__Texto proporcionado__.
════════════════════
Hablar de la administración de justicia y cómo mejorarla es un tema inacabable e inagotable. Llevamos miles de años de debate sobre cómo proteger de mejor forma los derechos de las personas y en muchos aspectos no terminamos de llegar a acuerdos. Esta discusión es todavía más intensa en países con débil institucionalidad, como el caso de Ecuador, país que acaba de vivir uno de los periodos de mayor desestructuración judicial de su historia.

La justicia ecuatoriana ha estado endémicamente impregnada por lo político, el reparto de las cortes y fiscalías entre las diferentes tiendas era pan de todos los días. La Revolución Ciudadana utilizó este argumento como uno de sus caballos de batalla contra la vieja partidocracia y como fundamento de una Asamblea Constituyente de plenos poderes, que prometió crear un país donde, desde su lectura hobbesiana del Estado de naturaleza, antes solo había el caos y la nada. La “metida de mano” a la justicia, que ya se sentía desde un inicio, se hizo más que evidente desde 2011 luego de la consulta popular y posterior conformación de un Consejo de la Judicatura transitorio. Estos siete años fueron de domesticación constante de los jueces, los cuales aprendieron que si no cumplían los designios del poder iban a ser irremediablemente echados de sus cargos, bajo aplicación inconstitucional del denominado “error inexcusable”. Así, una justicia conocida no precisamente por la gran calidad de sus fallos, pasó a convertirse en internacionalmente célebre, por lo delirante de los mismos. Honra del presidente calculada a base del presupuesto general del Estado, sentencias introducidas en mecanismos de memoria extraíbles, condenas por aplaudir, son solo unos cuantos ejemplos de lo bajo que pudo caer la administración de justicia en el Ecuador. Lo paradójico es que varios de los jueces que emitieron estas perlas dignas de enmarcarse se encuentran aún en funciones.

¿Qué pasó con las decenas de millones que se gastaron en la adquisición de software que nunca entró a funcionar?
════════════════════
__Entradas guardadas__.

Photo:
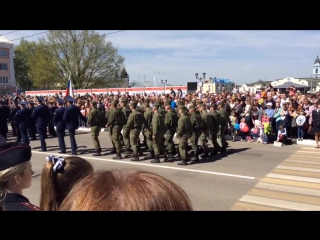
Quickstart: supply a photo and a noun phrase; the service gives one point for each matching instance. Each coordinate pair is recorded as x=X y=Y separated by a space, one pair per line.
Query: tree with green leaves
x=22 y=53
x=91 y=61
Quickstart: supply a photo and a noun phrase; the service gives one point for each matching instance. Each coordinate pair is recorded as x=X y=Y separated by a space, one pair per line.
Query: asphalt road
x=223 y=182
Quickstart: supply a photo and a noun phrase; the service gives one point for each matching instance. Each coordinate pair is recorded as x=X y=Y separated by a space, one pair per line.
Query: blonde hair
x=55 y=186
x=7 y=174
x=120 y=190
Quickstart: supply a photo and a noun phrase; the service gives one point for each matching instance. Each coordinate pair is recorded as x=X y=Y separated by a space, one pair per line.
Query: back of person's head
x=58 y=177
x=126 y=191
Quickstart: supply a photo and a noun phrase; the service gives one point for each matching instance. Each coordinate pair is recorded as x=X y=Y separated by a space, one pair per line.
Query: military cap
x=40 y=99
x=70 y=99
x=60 y=101
x=13 y=153
x=133 y=103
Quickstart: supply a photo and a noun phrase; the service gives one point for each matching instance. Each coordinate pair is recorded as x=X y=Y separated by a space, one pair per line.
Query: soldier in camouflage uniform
x=206 y=129
x=158 y=131
x=134 y=124
x=183 y=134
x=224 y=125
x=95 y=120
x=125 y=132
x=196 y=122
x=147 y=130
x=115 y=122
x=171 y=123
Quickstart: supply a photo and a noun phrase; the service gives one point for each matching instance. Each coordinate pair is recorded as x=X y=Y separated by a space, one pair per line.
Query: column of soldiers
x=125 y=121
x=158 y=125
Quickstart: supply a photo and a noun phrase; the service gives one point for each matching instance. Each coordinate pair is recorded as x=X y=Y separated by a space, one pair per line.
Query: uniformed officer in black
x=41 y=115
x=70 y=116
x=14 y=125
x=52 y=108
x=60 y=125
x=12 y=154
x=3 y=119
x=32 y=125
x=23 y=119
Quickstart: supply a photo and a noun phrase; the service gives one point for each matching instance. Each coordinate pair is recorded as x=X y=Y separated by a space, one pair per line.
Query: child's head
x=58 y=177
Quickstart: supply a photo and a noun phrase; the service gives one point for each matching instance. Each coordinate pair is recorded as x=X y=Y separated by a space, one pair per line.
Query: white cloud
x=241 y=56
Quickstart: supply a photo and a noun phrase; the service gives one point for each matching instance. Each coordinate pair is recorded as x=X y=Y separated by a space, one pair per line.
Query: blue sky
x=241 y=56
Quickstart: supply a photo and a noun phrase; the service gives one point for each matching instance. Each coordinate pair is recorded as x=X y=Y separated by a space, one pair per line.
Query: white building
x=311 y=83
x=7 y=78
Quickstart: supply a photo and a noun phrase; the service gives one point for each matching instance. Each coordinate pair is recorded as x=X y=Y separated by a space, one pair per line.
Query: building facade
x=311 y=84
x=7 y=78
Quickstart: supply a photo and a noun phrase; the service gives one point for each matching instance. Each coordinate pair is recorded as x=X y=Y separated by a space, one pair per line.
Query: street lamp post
x=164 y=82
x=200 y=83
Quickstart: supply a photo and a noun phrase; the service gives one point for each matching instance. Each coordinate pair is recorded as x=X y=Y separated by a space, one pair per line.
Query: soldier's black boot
x=156 y=160
x=97 y=153
x=135 y=158
x=118 y=156
x=113 y=151
x=149 y=156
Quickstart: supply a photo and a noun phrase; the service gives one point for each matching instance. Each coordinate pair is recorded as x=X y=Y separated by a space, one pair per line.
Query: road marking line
x=302 y=161
x=290 y=189
x=291 y=183
x=292 y=197
x=279 y=203
x=291 y=177
x=150 y=165
x=296 y=173
x=299 y=169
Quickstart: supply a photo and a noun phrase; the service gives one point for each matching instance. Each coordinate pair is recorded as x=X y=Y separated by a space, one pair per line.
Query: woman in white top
x=301 y=120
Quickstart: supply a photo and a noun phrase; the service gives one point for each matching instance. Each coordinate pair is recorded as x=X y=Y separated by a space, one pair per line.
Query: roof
x=144 y=84
x=4 y=40
x=317 y=60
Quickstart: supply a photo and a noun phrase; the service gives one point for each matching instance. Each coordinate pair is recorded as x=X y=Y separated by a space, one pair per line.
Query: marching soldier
x=95 y=120
x=171 y=123
x=134 y=124
x=60 y=125
x=147 y=130
x=52 y=108
x=115 y=122
x=206 y=128
x=158 y=131
x=216 y=119
x=4 y=115
x=224 y=124
x=71 y=117
x=196 y=122
x=41 y=116
x=183 y=134
x=23 y=119
x=14 y=125
x=32 y=125
x=126 y=111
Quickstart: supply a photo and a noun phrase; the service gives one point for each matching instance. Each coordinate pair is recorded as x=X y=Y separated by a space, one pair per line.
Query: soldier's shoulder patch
x=29 y=205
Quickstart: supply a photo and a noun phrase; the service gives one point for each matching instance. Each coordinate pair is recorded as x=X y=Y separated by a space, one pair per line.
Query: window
x=3 y=53
x=5 y=92
x=3 y=79
x=3 y=66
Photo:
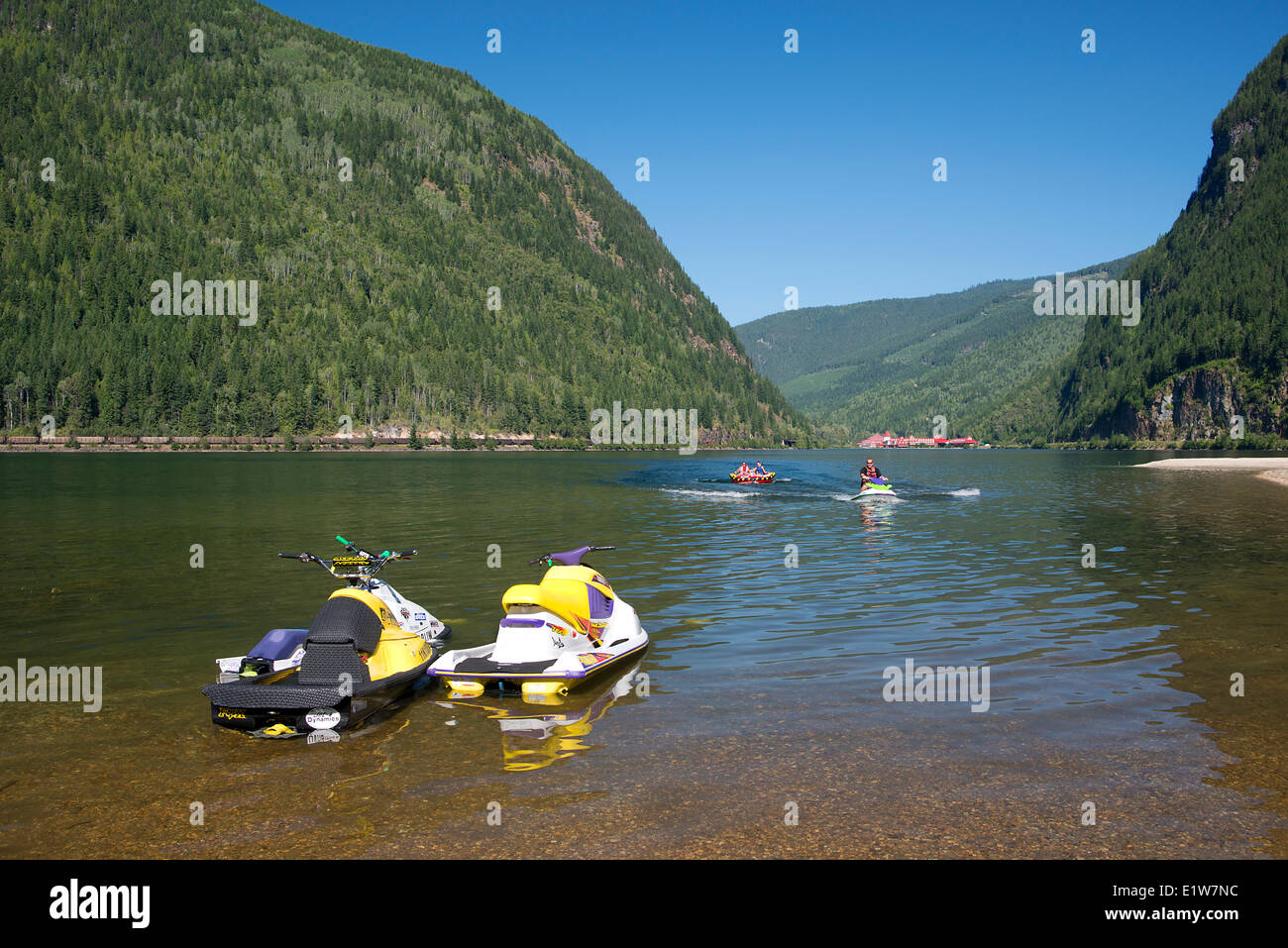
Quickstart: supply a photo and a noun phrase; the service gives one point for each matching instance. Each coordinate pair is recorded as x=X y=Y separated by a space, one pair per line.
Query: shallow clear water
x=772 y=609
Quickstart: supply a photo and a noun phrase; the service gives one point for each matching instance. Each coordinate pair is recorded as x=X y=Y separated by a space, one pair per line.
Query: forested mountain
x=898 y=364
x=423 y=252
x=1212 y=339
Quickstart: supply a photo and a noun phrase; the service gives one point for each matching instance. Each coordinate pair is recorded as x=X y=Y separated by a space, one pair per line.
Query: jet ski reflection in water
x=554 y=636
x=532 y=738
x=366 y=648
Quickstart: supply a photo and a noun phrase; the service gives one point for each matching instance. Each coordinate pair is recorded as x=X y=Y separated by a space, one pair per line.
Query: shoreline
x=1270 y=469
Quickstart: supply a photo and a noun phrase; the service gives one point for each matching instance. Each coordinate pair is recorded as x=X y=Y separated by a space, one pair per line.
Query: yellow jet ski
x=555 y=635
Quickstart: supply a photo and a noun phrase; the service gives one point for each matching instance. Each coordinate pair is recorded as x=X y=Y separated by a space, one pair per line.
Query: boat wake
x=711 y=494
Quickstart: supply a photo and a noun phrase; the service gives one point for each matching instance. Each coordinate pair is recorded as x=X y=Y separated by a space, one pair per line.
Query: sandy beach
x=1266 y=468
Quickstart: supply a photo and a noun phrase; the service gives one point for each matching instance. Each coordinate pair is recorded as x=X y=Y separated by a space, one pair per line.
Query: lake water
x=755 y=724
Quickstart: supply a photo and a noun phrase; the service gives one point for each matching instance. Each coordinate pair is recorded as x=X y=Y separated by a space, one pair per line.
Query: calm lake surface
x=773 y=612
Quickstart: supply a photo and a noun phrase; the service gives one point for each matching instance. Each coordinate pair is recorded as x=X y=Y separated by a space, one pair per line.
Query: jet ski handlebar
x=359 y=565
x=571 y=558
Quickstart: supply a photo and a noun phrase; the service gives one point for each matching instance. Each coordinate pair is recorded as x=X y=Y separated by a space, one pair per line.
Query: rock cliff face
x=1212 y=335
x=1203 y=404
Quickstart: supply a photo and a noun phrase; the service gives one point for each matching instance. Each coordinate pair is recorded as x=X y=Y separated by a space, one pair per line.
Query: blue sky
x=814 y=168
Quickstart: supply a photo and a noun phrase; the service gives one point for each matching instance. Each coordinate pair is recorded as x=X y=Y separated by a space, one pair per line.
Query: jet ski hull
x=476 y=672
x=286 y=708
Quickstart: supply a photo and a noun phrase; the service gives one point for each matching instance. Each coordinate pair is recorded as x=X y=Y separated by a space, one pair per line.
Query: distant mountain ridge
x=421 y=250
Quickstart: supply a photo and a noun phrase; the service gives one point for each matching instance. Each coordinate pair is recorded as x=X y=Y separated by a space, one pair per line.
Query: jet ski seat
x=343 y=627
x=570 y=599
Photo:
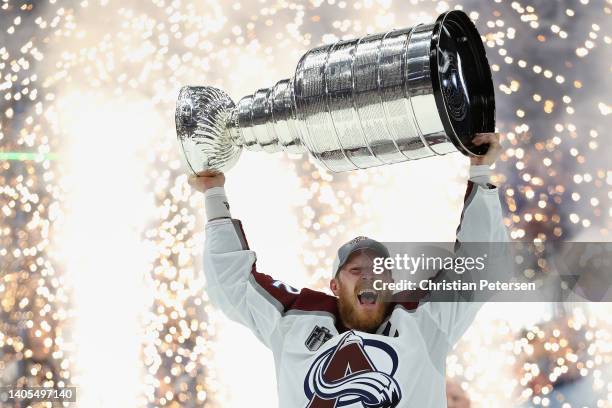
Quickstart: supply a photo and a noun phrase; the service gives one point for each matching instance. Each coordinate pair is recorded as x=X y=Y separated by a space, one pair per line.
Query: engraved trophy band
x=383 y=98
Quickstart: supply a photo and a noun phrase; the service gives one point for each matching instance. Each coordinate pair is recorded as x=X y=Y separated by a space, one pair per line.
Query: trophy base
x=202 y=114
x=462 y=83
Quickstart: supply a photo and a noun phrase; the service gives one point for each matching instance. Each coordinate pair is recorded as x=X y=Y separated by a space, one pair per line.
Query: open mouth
x=367 y=296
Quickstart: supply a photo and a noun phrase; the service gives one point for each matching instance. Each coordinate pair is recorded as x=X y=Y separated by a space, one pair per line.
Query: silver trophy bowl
x=384 y=98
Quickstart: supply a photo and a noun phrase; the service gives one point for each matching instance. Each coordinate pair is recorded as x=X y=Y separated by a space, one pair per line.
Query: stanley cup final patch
x=317 y=337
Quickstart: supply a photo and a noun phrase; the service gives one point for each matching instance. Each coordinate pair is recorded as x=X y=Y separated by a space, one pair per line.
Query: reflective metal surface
x=380 y=99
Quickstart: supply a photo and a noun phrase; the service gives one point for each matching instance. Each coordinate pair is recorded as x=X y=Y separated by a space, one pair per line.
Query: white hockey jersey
x=319 y=362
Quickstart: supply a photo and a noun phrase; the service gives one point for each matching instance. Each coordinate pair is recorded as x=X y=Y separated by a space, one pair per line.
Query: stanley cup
x=379 y=99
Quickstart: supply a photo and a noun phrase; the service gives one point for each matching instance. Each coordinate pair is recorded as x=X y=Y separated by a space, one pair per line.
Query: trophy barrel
x=384 y=98
x=396 y=96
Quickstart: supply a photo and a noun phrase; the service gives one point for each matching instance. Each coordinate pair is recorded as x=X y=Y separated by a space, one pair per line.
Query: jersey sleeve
x=481 y=222
x=234 y=285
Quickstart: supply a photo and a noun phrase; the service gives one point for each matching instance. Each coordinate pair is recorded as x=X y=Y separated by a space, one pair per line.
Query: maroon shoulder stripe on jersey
x=306 y=300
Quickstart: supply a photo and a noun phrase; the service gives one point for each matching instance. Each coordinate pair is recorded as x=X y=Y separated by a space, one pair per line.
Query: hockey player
x=360 y=347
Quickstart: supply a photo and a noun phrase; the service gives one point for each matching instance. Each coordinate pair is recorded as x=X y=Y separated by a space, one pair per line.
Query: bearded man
x=361 y=347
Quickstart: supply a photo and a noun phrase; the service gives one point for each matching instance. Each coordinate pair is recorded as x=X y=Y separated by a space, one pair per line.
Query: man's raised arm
x=232 y=281
x=481 y=221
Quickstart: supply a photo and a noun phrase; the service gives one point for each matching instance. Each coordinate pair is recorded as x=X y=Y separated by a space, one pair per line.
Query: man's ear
x=333 y=285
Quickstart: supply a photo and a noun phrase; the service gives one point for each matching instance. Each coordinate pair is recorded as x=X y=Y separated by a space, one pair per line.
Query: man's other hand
x=492 y=139
x=205 y=180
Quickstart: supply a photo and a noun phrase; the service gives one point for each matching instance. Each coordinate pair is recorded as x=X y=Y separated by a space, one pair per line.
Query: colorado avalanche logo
x=346 y=376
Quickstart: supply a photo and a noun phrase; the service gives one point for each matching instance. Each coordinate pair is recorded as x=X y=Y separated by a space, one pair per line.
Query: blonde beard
x=354 y=318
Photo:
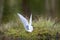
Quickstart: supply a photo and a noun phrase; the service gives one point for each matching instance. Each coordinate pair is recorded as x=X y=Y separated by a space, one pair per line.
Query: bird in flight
x=27 y=25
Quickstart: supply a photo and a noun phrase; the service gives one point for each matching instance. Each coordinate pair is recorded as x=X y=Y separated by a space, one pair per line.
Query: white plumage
x=28 y=26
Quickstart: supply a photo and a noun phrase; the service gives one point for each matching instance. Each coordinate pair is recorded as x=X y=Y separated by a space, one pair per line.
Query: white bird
x=28 y=26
════════════════════
En el texto sobre la justicia ecuatoriana, ¿desde qué año la “metida de mano” a la justicia se hizo más que evidente? El material es independiente del texto y no guarda relación con él.

__Tarea resuelta__. Desde 2011, luego de la consulta popular y la posterior conformación de un Consejo de la Judicatura transitorio.